Exercise objective
Rewrite the material below with every "for instance" changed to "for example" and nothing else altered. Leave the pictures out.

Supplied records
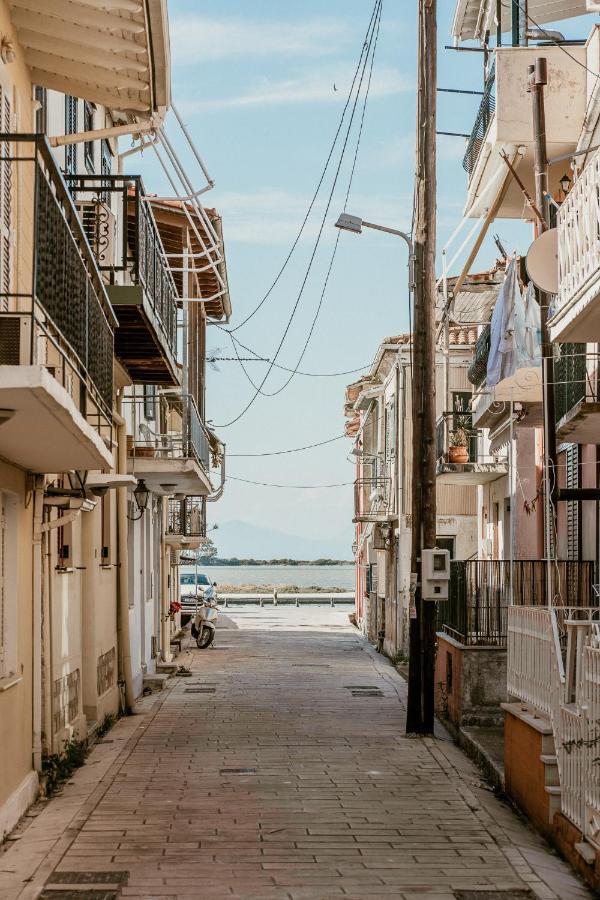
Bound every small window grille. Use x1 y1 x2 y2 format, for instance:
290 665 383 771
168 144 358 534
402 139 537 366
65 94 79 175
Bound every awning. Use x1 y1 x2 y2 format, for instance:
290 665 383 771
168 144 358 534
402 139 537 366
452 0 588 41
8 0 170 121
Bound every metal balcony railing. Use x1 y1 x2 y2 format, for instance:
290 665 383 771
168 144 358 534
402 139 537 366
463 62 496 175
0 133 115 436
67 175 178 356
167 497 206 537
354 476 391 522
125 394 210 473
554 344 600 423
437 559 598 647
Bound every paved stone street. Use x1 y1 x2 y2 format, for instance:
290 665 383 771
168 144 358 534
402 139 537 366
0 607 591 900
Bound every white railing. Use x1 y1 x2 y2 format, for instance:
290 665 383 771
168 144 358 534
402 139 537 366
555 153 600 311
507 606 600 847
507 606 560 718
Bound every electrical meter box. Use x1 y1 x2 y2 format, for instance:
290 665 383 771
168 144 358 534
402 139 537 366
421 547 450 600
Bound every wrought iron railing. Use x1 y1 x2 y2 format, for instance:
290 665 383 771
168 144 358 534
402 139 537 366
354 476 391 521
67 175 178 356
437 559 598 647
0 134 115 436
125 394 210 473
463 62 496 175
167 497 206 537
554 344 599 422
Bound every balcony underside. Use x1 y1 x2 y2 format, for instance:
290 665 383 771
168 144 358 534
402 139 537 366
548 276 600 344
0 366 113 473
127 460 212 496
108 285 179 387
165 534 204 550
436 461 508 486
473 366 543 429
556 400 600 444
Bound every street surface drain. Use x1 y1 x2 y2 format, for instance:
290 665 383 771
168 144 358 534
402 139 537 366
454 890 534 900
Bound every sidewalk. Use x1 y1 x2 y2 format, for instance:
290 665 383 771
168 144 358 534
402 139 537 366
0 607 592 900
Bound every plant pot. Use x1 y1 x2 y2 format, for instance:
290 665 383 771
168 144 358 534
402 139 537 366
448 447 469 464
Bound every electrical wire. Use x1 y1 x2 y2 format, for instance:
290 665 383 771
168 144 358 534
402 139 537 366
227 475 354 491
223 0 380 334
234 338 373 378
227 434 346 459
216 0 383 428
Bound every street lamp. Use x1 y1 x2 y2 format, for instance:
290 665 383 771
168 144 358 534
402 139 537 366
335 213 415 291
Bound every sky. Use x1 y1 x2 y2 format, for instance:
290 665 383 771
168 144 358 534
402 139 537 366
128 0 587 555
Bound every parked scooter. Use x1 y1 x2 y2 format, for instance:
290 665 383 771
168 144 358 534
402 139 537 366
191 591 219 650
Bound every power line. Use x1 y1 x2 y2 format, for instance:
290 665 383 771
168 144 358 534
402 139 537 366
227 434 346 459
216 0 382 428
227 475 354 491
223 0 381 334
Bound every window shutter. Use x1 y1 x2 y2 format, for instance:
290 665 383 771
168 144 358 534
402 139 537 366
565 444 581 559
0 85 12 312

The answer
Bound every small window grille. Use x1 y1 x2 y2 format, for example:
290 665 383 771
168 144 358 534
402 139 537 366
65 94 79 175
Bound every awning. Use x1 y1 x2 y2 format, for example:
290 665 383 771
168 144 358 534
402 139 537 366
452 0 588 41
8 0 170 121
Bound every metal balcony railing. Use x1 y1 x2 y2 format, for example:
290 665 383 771
168 144 358 534
402 139 537 366
463 62 496 175
0 133 115 436
67 175 178 356
167 497 206 537
354 476 391 522
125 394 210 473
554 344 600 423
437 559 598 647
Bound every paved stone street. Use x1 y1 x2 y2 format, for example:
290 665 383 771
168 144 358 534
402 139 537 366
0 607 591 900
Bound every white railing. Use x1 y1 x2 y2 format, for example:
290 665 383 771
168 144 358 534
402 139 537 366
555 153 600 311
507 606 600 847
507 606 560 718
Bound every electrical meter box. Use x1 y1 x2 y2 format, for example:
290 665 383 771
168 144 358 534
402 139 537 366
421 547 450 600
Bound every wrought iron railing. Use x1 y1 x2 y2 format, for example:
290 665 383 771
168 144 358 534
402 139 537 366
354 476 391 521
67 175 178 356
437 559 598 647
0 134 115 436
125 394 210 473
463 62 496 175
167 497 206 537
554 344 599 422
Bound every balcony underside. Use x1 y1 x2 y2 format, for example:
290 665 383 771
168 144 358 534
402 139 537 366
548 276 600 344
0 366 113 473
127 460 212 496
108 285 179 387
165 534 204 550
436 461 508 486
473 366 543 429
556 400 600 444
Bound every street surface drain. Use x1 y1 x2 y2 format, for example:
290 665 383 771
168 144 358 534
402 139 537 366
454 890 534 900
Bound every sidewalk. Use x1 y1 x2 y2 format, for example:
290 665 383 771
168 144 358 534
402 139 537 366
0 607 592 900
Bound every plant pot. Use x1 y1 x2 y2 format, for example:
290 665 383 771
168 144 358 534
402 139 537 366
448 447 469 464
Bound every electrical wire. Use x1 y1 x2 y2 format, for example:
290 665 383 771
168 144 358 534
402 139 537 366
227 475 354 491
223 0 380 334
234 338 373 378
227 434 346 459
216 0 383 428
Bound every street lamp. Use x1 y1 x2 y2 format, for example:
290 665 383 771
168 144 358 534
402 139 537 366
335 213 415 291
Bound every sky. Use x1 y1 x2 y2 format, for example:
290 665 383 771
168 144 358 534
402 139 537 366
128 0 587 555
Bound every parked scooter. Use x1 y1 x2 y2 format, for example:
290 665 383 771
168 144 358 534
402 139 537 366
191 591 219 650
Bound every power line. Use x1 y1 x2 y2 format, for example:
290 665 383 771
168 144 358 534
402 139 537 366
227 434 346 459
216 0 382 428
227 475 354 491
223 0 381 334
Bound every window shutter. Use x1 y1 x2 y2 format, for example:
290 665 383 771
168 144 358 534
402 139 537 366
565 444 581 559
0 85 12 312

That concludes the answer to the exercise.